• _Page excerpt_:
|---|

News and updates from the Frank Lloyd Wright Foundation

World Heritage Posters Celebrate Wright Inscription through Artists’s Drawings

Frank Lloyd Wright Foundation | Jul 27, 2020

In July of 2019, eight sites by Frank Lloyd Wright were inscribed on the UNESCO World Heritage List. We’re celebrating meticulously detailed drawings of these sites by artist Michael Pipher. His illustrations have been seen in the Frank Lloyd Wright Quarterly magazine and they are now available as commemorative fine art prints.

Self-taught artist Michael Pipher started drawing at a very young age. His childhood sketches were punctuated with the vivid imagery of Walt Disney and its colorful cast of characters. By age 10, he would accompany his mother on her house visits for real estate practice, and began drawing the homes as closing gifts for her clients. This soon led to Michael’s deep interest in detailed floor plans. He precociously expanded from the house closing sketches to full blown new home brochure illustrations.

|---|

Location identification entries
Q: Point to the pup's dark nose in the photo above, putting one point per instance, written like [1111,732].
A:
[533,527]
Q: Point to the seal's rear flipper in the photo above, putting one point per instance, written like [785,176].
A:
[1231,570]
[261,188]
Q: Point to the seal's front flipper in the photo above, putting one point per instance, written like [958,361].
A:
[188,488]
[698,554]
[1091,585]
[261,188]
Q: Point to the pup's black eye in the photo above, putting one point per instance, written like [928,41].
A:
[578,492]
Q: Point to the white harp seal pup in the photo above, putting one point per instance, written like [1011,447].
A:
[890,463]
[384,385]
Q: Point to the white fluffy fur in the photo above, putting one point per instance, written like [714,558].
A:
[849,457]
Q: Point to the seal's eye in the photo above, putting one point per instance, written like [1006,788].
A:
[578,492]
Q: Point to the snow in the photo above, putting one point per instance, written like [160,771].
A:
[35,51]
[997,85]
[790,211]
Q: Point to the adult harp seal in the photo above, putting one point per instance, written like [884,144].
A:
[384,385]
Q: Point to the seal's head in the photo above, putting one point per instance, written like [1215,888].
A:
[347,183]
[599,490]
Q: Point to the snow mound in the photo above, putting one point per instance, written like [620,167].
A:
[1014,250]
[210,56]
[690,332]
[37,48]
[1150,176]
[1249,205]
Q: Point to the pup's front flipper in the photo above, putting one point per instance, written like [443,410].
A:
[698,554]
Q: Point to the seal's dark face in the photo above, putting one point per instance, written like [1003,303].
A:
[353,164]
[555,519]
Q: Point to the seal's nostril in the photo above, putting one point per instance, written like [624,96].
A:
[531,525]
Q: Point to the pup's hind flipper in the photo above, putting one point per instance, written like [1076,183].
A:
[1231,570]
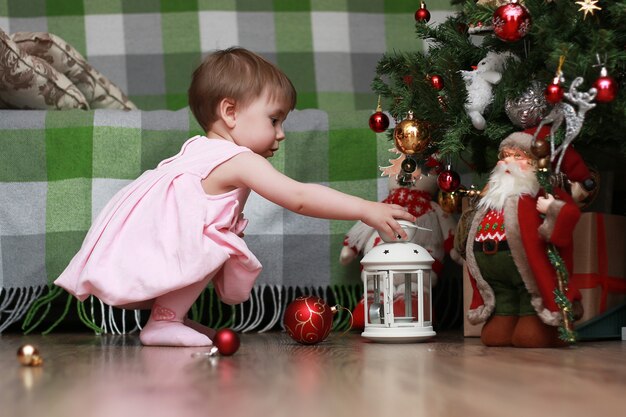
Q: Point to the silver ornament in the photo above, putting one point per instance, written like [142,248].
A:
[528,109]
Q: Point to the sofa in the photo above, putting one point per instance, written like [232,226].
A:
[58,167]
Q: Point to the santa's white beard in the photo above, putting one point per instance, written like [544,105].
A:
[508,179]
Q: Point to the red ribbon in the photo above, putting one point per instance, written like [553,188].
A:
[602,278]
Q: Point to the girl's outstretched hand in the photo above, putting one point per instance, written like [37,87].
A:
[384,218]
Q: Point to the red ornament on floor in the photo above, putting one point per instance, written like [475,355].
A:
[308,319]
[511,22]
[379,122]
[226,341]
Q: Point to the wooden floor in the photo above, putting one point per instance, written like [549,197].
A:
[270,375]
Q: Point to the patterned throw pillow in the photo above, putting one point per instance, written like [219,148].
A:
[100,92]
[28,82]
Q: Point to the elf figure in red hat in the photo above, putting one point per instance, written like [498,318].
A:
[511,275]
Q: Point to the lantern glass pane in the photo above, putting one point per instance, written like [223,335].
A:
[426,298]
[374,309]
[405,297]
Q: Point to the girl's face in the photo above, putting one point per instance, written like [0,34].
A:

|---|

• _Request_:
Write out the passage of the World Heritage posters article starting at "In July of 2019, eight" and ending at "fine art prints.". The listing plays no part in this work.

• _Correct result_:
In July of 2019, eight sites by Frank Lloyd Wright were inscribed on the UNESCO World Heritage List. We’re celebrating meticulously detailed drawings of these sites by artist Michael Pipher. His illustrations have been seen in the Frank Lloyd Wright Quarterly magazine and they are now available as commemorative fine art prints.